** WHAT IS NEEDED **
Retype the following lines without any change, from the first line of the material to the last.

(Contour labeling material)
::::::
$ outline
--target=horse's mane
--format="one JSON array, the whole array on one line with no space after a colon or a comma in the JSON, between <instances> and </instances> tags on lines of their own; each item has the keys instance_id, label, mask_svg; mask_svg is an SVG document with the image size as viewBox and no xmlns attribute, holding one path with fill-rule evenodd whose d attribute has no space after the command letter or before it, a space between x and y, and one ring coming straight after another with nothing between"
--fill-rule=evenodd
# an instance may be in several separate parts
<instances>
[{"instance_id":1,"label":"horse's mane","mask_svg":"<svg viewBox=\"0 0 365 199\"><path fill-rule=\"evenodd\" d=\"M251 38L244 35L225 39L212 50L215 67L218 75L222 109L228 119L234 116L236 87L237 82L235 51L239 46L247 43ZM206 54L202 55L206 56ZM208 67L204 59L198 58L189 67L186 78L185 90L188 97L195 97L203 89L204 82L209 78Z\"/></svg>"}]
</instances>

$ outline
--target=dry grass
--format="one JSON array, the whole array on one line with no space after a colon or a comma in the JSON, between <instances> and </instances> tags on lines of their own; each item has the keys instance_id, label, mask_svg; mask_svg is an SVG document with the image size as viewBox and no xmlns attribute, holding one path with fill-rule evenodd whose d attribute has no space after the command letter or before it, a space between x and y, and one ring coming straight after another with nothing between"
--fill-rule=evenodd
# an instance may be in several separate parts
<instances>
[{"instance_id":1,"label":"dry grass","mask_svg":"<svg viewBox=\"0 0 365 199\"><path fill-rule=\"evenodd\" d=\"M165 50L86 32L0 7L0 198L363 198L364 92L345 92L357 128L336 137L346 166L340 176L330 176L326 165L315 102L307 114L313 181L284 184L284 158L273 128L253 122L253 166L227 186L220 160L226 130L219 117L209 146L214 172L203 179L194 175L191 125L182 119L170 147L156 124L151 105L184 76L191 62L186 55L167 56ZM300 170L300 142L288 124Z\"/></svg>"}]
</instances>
::::::
** IN RESPONSE **
$ outline
--target=horse's mane
--format="one JSON array, the whole array on one line with no space after a colon or a comma in the JSON, between <instances> and </instances> tags on lines of their own; each item has the keys instance_id, label, mask_svg; mask_svg is an SVG document with the image size as viewBox and no xmlns attribute, holding one path with fill-rule evenodd whose d attribute has no space after the command letter or before it, a space between x and y, and one ring coming straight after another with nothing between"
--fill-rule=evenodd
# an instance may be in several separate parts
<instances>
[{"instance_id":1,"label":"horse's mane","mask_svg":"<svg viewBox=\"0 0 365 199\"><path fill-rule=\"evenodd\" d=\"M251 38L244 35L225 39L212 50L215 67L218 75L222 109L228 119L234 116L236 87L237 82L235 51L239 46L247 43ZM206 54L202 55L206 56ZM208 67L204 59L198 58L189 67L186 78L185 90L188 97L195 97L203 89L204 82L209 78Z\"/></svg>"}]
</instances>

$ outline
--target=dry grass
--format="one JSON array, the whole array on one line with no space after a colon or a comma in the JSON, between <instances> and </instances> tags on lines of their own; each item has the keys instance_id, label, mask_svg; mask_svg is an SVG document with the image size as viewBox and no xmlns attribute, holding one path with fill-rule evenodd whose d attribute has no space after the command letter or before it, a space between x and y, and one ring coming straight after another with nothing between"
--fill-rule=evenodd
# an instance may be in several separate parts
<instances>
[{"instance_id":1,"label":"dry grass","mask_svg":"<svg viewBox=\"0 0 365 199\"><path fill-rule=\"evenodd\" d=\"M165 50L86 32L0 7L0 198L363 198L364 92L345 92L357 128L336 137L346 166L340 176L330 176L326 165L315 102L307 114L313 181L284 184L284 158L273 128L253 122L253 166L227 186L220 160L226 130L219 117L209 146L214 172L203 179L194 175L191 125L182 119L170 147L156 124L151 105L184 76L191 62L186 55L167 56ZM300 170L300 142L288 124Z\"/></svg>"}]
</instances>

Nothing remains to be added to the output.